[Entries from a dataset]

--- start ---

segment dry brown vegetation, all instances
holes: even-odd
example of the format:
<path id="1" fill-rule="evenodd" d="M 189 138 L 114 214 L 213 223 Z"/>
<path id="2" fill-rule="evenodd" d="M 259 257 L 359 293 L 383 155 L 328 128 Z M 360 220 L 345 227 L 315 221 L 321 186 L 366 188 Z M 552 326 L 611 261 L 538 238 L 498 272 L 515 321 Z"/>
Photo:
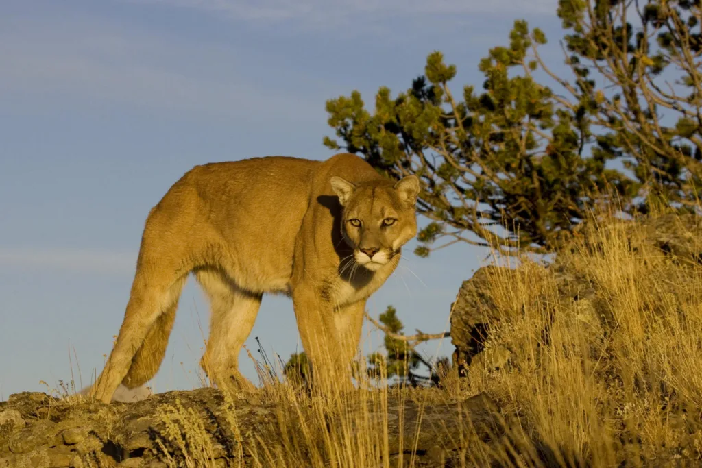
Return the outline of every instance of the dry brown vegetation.
<path id="1" fill-rule="evenodd" d="M 552 266 L 522 260 L 513 270 L 491 270 L 486 294 L 498 307 L 486 317 L 484 353 L 508 349 L 500 368 L 482 359 L 468 378 L 445 376 L 442 389 L 388 389 L 362 378 L 355 392 L 314 397 L 269 385 L 256 398 L 277 408 L 274 439 L 243 434 L 236 408 L 244 403 L 230 397 L 227 430 L 239 450 L 232 466 L 418 466 L 413 444 L 391 448 L 388 406 L 443 401 L 458 412 L 458 402 L 481 392 L 501 408 L 502 425 L 486 436 L 463 417 L 441 439 L 451 446 L 430 457 L 436 466 L 702 462 L 702 267 L 694 257 L 633 248 L 630 222 L 607 217 L 588 226 L 557 262 L 591 285 L 585 304 L 574 307 L 557 293 Z M 680 229 L 682 237 L 693 235 Z M 195 415 L 176 406 L 161 417 L 170 428 L 164 443 L 177 447 L 171 466 L 215 466 Z M 401 440 L 418 439 L 422 430 Z"/>

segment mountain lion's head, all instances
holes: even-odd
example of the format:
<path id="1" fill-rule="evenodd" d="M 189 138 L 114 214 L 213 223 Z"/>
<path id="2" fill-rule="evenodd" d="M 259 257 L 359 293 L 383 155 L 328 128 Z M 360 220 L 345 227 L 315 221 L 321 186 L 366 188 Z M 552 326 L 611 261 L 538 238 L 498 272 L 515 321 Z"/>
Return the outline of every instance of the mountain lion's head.
<path id="1" fill-rule="evenodd" d="M 356 262 L 371 272 L 387 265 L 417 233 L 414 206 L 419 179 L 408 175 L 397 182 L 353 183 L 340 177 L 330 182 L 343 207 L 341 234 L 353 248 Z"/>

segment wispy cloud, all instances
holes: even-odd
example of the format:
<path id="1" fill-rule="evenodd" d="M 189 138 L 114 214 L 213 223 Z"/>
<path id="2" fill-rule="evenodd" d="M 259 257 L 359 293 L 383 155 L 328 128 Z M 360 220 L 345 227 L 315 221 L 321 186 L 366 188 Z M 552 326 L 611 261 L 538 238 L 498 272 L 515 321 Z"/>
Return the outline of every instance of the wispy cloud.
<path id="1" fill-rule="evenodd" d="M 553 14 L 556 0 L 121 0 L 225 13 L 235 20 L 301 22 L 331 27 L 356 17 L 373 20 L 407 16 L 503 13 Z"/>
<path id="2" fill-rule="evenodd" d="M 51 269 L 101 274 L 132 274 L 136 265 L 133 252 L 101 250 L 0 248 L 0 267 L 21 269 Z"/>

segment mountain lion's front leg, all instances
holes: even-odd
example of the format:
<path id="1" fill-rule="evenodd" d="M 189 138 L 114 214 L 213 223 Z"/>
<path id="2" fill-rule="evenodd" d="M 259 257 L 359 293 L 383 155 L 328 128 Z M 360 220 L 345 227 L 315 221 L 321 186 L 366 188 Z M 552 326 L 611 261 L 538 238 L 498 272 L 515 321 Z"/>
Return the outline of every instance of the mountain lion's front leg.
<path id="1" fill-rule="evenodd" d="M 342 365 L 350 365 L 358 352 L 365 310 L 366 300 L 364 300 L 339 307 L 334 312 L 334 324 L 338 336 Z"/>
<path id="2" fill-rule="evenodd" d="M 351 375 L 343 366 L 331 303 L 314 287 L 300 284 L 293 291 L 293 307 L 298 330 L 307 357 L 312 361 L 314 387 L 323 392 L 346 388 Z"/>

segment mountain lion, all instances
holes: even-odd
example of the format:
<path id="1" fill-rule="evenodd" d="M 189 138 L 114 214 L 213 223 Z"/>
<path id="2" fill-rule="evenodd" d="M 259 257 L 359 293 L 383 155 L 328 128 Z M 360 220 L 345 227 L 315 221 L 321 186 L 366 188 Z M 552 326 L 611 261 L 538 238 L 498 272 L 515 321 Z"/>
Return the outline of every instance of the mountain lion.
<path id="1" fill-rule="evenodd" d="M 419 189 L 416 176 L 391 181 L 350 154 L 195 166 L 149 213 L 119 334 L 90 394 L 107 403 L 120 382 L 156 374 L 190 272 L 211 304 L 200 363 L 218 387 L 253 388 L 239 352 L 264 293 L 292 297 L 315 380 L 350 382 L 366 300 L 416 234 Z"/>

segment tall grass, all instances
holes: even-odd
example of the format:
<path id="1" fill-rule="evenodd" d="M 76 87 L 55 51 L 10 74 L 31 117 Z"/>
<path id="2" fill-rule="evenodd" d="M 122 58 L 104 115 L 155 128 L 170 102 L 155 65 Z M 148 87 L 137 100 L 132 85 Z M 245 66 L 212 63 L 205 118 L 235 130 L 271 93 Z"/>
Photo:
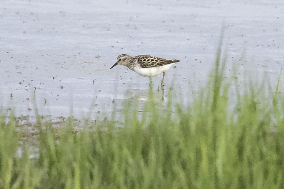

--- end ---

YOUR OBJECTIVE =
Reproduce the material verbatim from its first line through the line that contains "Return the outline of every instance of the dry", including both ends. Omit the pictures from your copy.

REPLY TO THE TASK =
segment dry brown vegetation, all instances
holes: even-odd
example of the format:
<path id="1" fill-rule="evenodd" d="M 189 138 L 114 214 L 213 223 Z"/>
<path id="2" fill-rule="evenodd" d="M 259 257 L 359 293 L 383 155 L 328 128 Z M 360 220 L 345 227 L 315 221 L 321 186 L 366 188 Z M 552 326 L 611 261 L 538 238 L 498 272 L 515 321 Z"/>
Photo:
Return the outline of every instance of the dry brown vegetation.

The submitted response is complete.